▶ _Goal_: In the article on the National Theater of Tajikistan, on what date did President Emomali Rahmon lay the theater's first brick?

▶ _Supplied passage_:
National Theater of Tajikistan
- Address: Dushanbe Tajikistan
- Owner: Government of Tajikistan
- Capacity: Total: 4,615 Main hall: 2,500 Second hall: 1,115 Third hall: 1,000
- Type: Theatre, opera house, concert hall

Construction
- Opened: 24 August 2026

= National Theater of Tajikistan =

Performing arts venue in Dushanbe, Tajikistan

The National Theater of Tajikistan (Театри миллии Тоҷикистон) is a performing arts venue in Dushanbe, Tajikistan. Inaugurated on 24 August 2026 after 11 years of construction, it is the largest theatre in Central Asia by audience capacity, with a total of 4,615 seats across three halls. The theatre was built on the initiative of President Emomali Rahmon as a gift to the people of Tajikistan for the 35th anniversary of the country's independence.

== Background and construction ==

President Emomali Rahmon laid the first brick of the National Theater on 17 March 2015 in a solemn ceremony. The project was initially expected to take five years, but construction stalled in 2017 due to funding problems. Work did not regain momentum until July 2024. By May 2025, reinforced concrete work was nearing completion, with around 500 workers on site. The theatre was established as a separate institution in December 2025, with Culture Minister Matlubakhon Sattoriyon clarifying that Dushanbe's existing theatre companies would not be absorbed into it. The project carried an early estimate of 680 million somoni (approximately US$74 million).

== Architecture and facilities ==

The National Theater is located in central Dushanbe, adjacent to the National Museum of Tajikistan and the National Flag Park. It stands on a three-hectare site. The building consists of two underground and five above-ground floors, with a total height of 34.5 metres. The total floor area is 74,800 square metres.

The theatre has three main performance halls with a combined capacity of 4,615 seats:

- Main hall (opera house): 2,500 seats
- Second hall (concert hall): 1,115 seats
- Third hall (conference/multipurpose): 1,000 seats

The main auditorium seats 2,500 people, twice the capacity of the main hall at the Astana Opera in Kazakhstan (1,250 seats) and larger than the 1,440-seat Alisher Navoi Theatre in Tashkent.

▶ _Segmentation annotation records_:
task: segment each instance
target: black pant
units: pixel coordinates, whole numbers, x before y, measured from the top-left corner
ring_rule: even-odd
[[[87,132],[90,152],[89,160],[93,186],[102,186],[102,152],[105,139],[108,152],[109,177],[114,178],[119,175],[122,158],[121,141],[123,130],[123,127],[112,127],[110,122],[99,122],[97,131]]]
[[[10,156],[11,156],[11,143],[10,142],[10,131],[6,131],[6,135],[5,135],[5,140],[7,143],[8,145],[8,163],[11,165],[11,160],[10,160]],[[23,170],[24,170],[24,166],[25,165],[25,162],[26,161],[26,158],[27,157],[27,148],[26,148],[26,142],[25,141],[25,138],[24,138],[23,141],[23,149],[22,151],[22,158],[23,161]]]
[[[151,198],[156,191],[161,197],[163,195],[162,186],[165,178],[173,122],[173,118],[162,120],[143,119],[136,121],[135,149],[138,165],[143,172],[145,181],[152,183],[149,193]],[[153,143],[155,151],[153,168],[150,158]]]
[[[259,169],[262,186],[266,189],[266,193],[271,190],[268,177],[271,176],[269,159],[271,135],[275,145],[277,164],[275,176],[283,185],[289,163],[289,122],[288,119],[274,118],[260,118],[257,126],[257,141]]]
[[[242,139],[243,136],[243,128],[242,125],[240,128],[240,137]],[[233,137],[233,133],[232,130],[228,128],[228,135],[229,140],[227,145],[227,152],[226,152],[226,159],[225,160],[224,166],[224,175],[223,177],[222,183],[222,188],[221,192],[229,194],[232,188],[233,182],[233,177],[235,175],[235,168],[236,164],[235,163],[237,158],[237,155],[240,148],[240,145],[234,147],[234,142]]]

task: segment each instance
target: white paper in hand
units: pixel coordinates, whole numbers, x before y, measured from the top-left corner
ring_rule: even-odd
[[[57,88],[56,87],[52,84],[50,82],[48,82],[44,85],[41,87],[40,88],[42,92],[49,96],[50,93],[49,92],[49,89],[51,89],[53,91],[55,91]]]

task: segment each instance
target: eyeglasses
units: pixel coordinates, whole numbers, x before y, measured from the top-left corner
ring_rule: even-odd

▶ _Result for this task_: On 17 March 2015.